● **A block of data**

========================================

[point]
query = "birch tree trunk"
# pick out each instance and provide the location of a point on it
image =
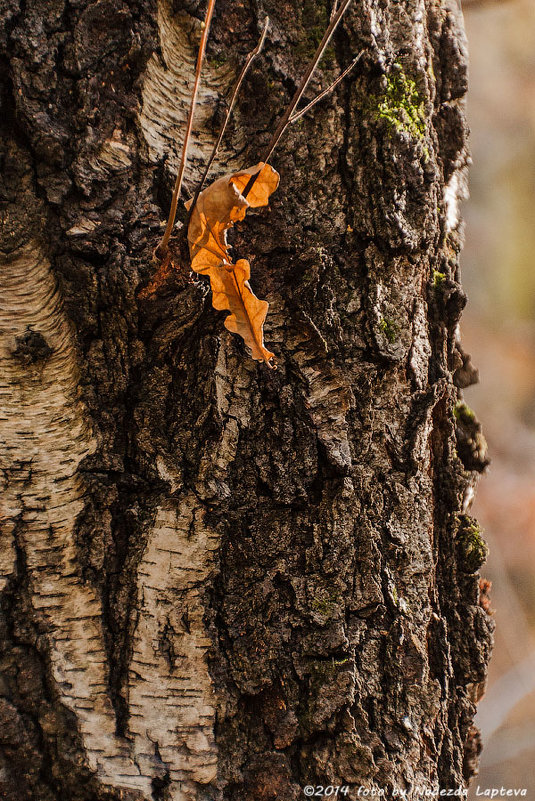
(220, 581)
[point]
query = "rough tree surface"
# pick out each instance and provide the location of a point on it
(220, 581)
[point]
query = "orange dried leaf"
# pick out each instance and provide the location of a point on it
(218, 207)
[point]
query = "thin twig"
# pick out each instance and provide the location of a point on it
(299, 114)
(249, 60)
(161, 250)
(283, 124)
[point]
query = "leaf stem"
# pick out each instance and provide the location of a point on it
(249, 60)
(285, 120)
(334, 84)
(161, 250)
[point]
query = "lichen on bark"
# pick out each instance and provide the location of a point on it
(282, 548)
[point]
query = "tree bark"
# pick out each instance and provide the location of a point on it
(221, 581)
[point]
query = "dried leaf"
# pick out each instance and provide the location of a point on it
(218, 207)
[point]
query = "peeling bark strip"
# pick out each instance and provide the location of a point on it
(171, 700)
(240, 582)
(167, 94)
(44, 438)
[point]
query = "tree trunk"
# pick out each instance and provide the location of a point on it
(221, 581)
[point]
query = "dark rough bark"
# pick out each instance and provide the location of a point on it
(330, 566)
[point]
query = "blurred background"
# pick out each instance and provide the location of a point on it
(498, 329)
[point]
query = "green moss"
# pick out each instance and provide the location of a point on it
(401, 106)
(323, 606)
(389, 329)
(463, 413)
(473, 548)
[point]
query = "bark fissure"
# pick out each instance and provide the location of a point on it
(241, 581)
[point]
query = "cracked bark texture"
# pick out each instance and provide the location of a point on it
(221, 582)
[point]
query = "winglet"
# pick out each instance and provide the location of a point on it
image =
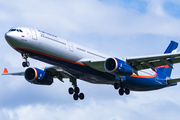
(5, 70)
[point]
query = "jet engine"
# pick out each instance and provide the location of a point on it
(118, 67)
(38, 76)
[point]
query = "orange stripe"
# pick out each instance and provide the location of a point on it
(5, 70)
(79, 63)
(35, 73)
(144, 76)
(116, 64)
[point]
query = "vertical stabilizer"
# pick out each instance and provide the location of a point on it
(172, 48)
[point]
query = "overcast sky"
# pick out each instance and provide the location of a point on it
(121, 28)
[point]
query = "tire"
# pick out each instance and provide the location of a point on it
(76, 90)
(116, 86)
(71, 91)
(121, 91)
(75, 96)
(24, 64)
(127, 91)
(81, 96)
(27, 64)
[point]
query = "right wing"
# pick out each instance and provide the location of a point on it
(173, 80)
(145, 62)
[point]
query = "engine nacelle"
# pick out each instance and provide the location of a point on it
(118, 67)
(38, 76)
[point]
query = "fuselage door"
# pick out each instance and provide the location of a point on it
(34, 35)
(70, 46)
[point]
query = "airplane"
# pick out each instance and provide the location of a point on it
(73, 61)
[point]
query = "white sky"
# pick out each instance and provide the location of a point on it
(120, 28)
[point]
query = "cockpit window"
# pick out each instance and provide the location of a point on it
(19, 30)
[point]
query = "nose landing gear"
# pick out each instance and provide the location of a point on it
(122, 88)
(75, 90)
(25, 56)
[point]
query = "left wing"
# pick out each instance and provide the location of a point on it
(173, 80)
(145, 62)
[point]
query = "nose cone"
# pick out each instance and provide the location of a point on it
(8, 36)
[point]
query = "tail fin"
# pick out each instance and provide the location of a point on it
(172, 48)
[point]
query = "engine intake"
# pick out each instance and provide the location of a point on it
(38, 76)
(118, 67)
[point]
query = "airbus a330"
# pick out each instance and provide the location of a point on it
(73, 61)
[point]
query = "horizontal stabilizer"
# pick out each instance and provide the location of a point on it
(173, 80)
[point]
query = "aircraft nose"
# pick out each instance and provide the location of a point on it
(12, 39)
(8, 36)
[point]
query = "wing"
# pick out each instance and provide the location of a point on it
(173, 80)
(145, 62)
(56, 72)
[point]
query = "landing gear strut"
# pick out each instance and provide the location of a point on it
(122, 88)
(75, 90)
(25, 56)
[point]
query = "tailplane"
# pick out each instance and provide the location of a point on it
(172, 48)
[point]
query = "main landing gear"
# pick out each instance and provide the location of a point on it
(122, 88)
(75, 90)
(25, 56)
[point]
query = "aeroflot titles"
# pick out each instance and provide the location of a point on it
(50, 37)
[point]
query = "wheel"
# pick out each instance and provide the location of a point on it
(121, 91)
(27, 64)
(116, 86)
(75, 96)
(127, 91)
(76, 90)
(24, 64)
(122, 85)
(81, 96)
(71, 91)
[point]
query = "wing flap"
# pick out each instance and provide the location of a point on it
(173, 80)
(97, 65)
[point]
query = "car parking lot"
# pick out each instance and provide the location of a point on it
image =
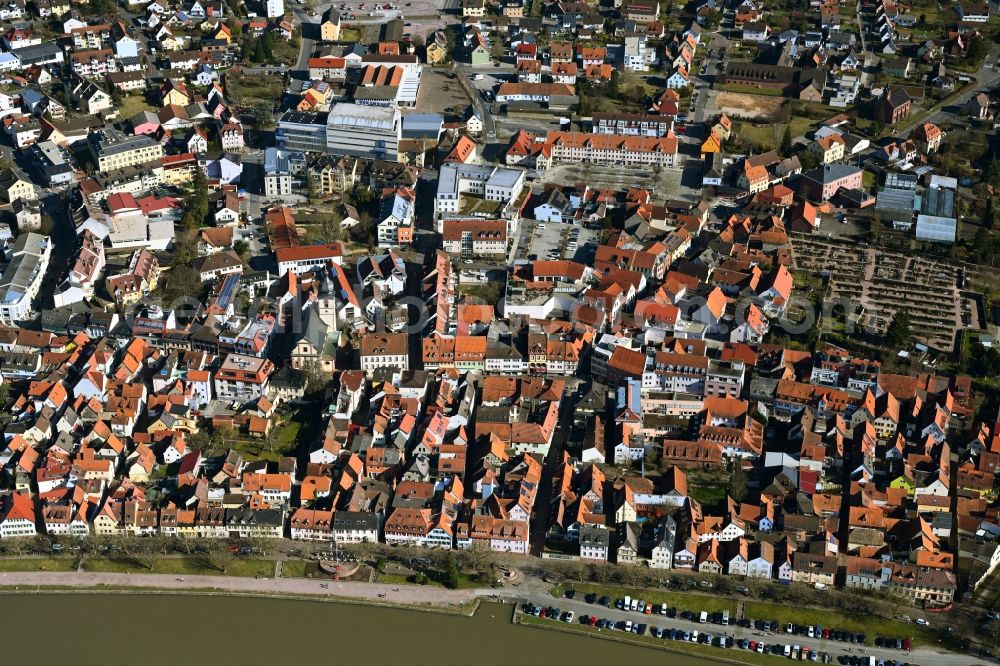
(763, 636)
(554, 241)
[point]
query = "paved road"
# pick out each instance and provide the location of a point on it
(414, 594)
(921, 656)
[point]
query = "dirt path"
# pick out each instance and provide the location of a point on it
(395, 594)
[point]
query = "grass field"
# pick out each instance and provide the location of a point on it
(693, 648)
(765, 136)
(184, 566)
(869, 625)
(246, 89)
(679, 600)
(39, 564)
(133, 104)
(293, 569)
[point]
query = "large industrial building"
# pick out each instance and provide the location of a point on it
(363, 131)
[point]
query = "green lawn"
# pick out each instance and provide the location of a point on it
(293, 569)
(800, 125)
(679, 600)
(133, 104)
(872, 626)
(350, 35)
(39, 564)
(244, 568)
(765, 136)
(679, 646)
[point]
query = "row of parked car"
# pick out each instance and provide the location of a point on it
(791, 651)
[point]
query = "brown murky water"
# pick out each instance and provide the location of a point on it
(107, 630)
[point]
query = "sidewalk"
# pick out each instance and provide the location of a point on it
(380, 592)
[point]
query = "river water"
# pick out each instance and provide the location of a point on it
(137, 630)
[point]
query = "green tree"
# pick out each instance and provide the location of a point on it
(992, 171)
(316, 378)
(263, 114)
(897, 334)
(738, 482)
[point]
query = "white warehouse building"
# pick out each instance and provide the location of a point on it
(363, 131)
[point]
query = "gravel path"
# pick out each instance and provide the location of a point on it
(401, 594)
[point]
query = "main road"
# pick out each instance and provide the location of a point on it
(458, 599)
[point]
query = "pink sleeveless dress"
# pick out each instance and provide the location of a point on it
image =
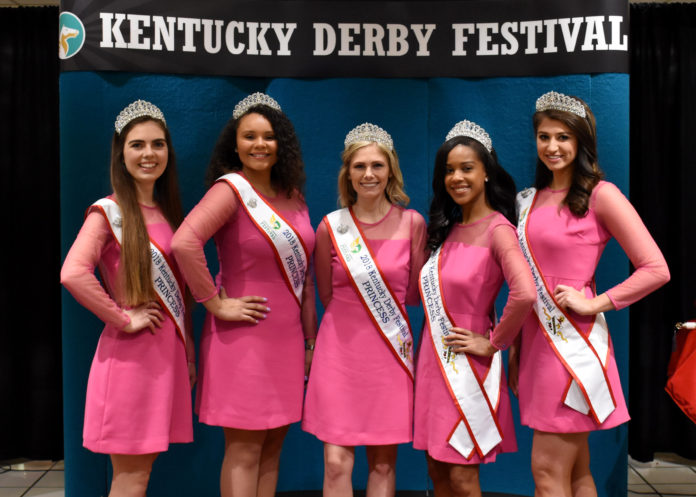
(476, 258)
(251, 376)
(358, 392)
(138, 393)
(568, 248)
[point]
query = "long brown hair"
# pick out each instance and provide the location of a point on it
(136, 262)
(586, 171)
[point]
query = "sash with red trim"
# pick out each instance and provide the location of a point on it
(477, 401)
(164, 281)
(289, 249)
(375, 293)
(584, 357)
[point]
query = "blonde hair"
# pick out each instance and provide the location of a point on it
(395, 186)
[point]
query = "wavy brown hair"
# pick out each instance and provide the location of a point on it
(586, 170)
(286, 174)
(136, 260)
(394, 191)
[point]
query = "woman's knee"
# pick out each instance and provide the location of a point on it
(464, 480)
(338, 463)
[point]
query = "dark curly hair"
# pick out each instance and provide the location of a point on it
(286, 174)
(586, 170)
(135, 247)
(444, 212)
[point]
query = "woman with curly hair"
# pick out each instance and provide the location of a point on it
(368, 256)
(261, 304)
(138, 392)
(462, 409)
(568, 380)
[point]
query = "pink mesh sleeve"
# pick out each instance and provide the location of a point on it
(309, 309)
(418, 257)
(322, 263)
(215, 208)
(77, 274)
(522, 292)
(623, 222)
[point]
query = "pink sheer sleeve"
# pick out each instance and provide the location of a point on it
(77, 274)
(215, 208)
(623, 222)
(522, 292)
(418, 257)
(309, 309)
(322, 263)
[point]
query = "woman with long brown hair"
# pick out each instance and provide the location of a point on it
(261, 304)
(138, 393)
(568, 379)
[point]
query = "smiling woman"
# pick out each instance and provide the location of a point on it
(138, 398)
(368, 257)
(261, 305)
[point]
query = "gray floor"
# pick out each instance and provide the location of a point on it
(667, 476)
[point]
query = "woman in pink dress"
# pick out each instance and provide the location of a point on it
(138, 392)
(475, 250)
(360, 390)
(260, 307)
(564, 226)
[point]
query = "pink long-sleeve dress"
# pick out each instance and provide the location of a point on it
(567, 249)
(476, 258)
(251, 376)
(138, 393)
(358, 392)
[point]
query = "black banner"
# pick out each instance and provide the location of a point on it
(482, 38)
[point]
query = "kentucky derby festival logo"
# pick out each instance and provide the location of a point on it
(355, 246)
(71, 35)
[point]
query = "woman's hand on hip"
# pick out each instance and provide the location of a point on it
(250, 308)
(462, 340)
(148, 315)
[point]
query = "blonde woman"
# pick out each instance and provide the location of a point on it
(367, 257)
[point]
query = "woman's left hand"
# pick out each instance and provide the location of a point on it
(462, 340)
(192, 374)
(570, 298)
(309, 355)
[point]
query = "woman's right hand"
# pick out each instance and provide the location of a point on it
(514, 368)
(147, 315)
(250, 308)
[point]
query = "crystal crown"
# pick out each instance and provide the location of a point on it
(250, 101)
(559, 101)
(471, 130)
(368, 132)
(139, 108)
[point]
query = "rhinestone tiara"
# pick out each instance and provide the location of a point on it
(139, 108)
(471, 130)
(250, 101)
(559, 101)
(368, 132)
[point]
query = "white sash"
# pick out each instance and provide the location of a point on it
(476, 401)
(584, 358)
(375, 294)
(163, 279)
(286, 243)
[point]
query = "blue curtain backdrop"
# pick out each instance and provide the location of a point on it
(418, 113)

========================================

● **Problem statement**
Extract each line of the records above that contains the string "dried".

● **Final result**
query = "orange dried leaf"
query = "dried leaf"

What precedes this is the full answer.